### Brief
Please return every record exactly as it appears.

### Extracted entries
--------

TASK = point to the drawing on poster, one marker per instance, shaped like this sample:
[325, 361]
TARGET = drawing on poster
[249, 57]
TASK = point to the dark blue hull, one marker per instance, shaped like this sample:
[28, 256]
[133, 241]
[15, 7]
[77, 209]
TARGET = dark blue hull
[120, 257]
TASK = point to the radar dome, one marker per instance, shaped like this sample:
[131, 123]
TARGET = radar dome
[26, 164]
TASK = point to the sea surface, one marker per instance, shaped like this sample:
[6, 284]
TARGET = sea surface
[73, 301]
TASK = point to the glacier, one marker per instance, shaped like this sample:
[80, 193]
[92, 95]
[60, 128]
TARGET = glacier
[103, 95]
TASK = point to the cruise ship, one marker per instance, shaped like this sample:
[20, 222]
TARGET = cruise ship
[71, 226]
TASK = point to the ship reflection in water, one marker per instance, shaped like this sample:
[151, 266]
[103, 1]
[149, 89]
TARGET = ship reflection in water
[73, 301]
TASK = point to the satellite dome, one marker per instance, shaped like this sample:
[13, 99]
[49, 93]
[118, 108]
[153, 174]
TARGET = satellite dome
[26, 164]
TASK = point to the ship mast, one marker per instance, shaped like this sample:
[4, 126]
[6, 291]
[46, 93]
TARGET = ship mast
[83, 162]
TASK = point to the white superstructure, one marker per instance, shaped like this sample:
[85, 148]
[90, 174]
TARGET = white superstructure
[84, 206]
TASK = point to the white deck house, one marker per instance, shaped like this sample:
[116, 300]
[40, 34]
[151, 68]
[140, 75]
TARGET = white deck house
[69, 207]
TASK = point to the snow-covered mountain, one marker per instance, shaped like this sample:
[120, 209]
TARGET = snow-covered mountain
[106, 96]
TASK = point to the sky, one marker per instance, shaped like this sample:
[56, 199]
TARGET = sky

--------

### Solved exercise
TASK = point to the drawing on poster, one marker per instance, shaped like this sample:
[325, 361]
TARGET = drawing on poster
[249, 57]
TASK = point to the dark blue hull, one marker per instance, shaped like this sample:
[28, 256]
[133, 241]
[15, 7]
[77, 209]
TARGET = dark blue hull
[120, 257]
TASK = point to the radar dome, one marker per instance, shaped like this sample:
[131, 123]
TARGET = radar dome
[26, 164]
TASK = point to the sea surface, one marker per instance, shaped like this sample:
[6, 284]
TARGET = sea surface
[73, 301]
TASK = point to the glacier, one marker per instance, shaped like this sample:
[80, 193]
[92, 95]
[60, 128]
TARGET = glacier
[103, 95]
TASK = point to the cruise ship, one marker per instance, shaped like this sample:
[20, 222]
TARGET = cruise ship
[71, 226]
TASK = point to the ship reflection in water, one marker per instance, shaped like this sample:
[151, 266]
[103, 1]
[149, 89]
TARGET = ship reflection in water
[73, 301]
TASK = point to the satellite dome, one marker per instance, shaped like this sample:
[13, 99]
[49, 93]
[118, 108]
[153, 174]
TARGET = satellite dome
[26, 164]
TASK = point to the ship mast, one marker per instance, shaped like this sample:
[4, 126]
[6, 291]
[46, 93]
TARGET = ship mast
[83, 162]
TASK = point to the white superstructure, one marker per instance, shaped like this sample:
[85, 148]
[90, 174]
TARGET = white superstructure
[84, 206]
TASK = point to the white deck house, one marker per instance, shaped like this sample:
[116, 300]
[40, 34]
[151, 68]
[140, 75]
TARGET = white deck house
[69, 207]
TASK = point to the snow-covered mountain, one marker per instance, shaped like this sample:
[120, 209]
TARGET = snow-covered mountain
[106, 96]
TASK = point to the sky, one marker per instance, shaped like this sample:
[56, 199]
TARGET = sky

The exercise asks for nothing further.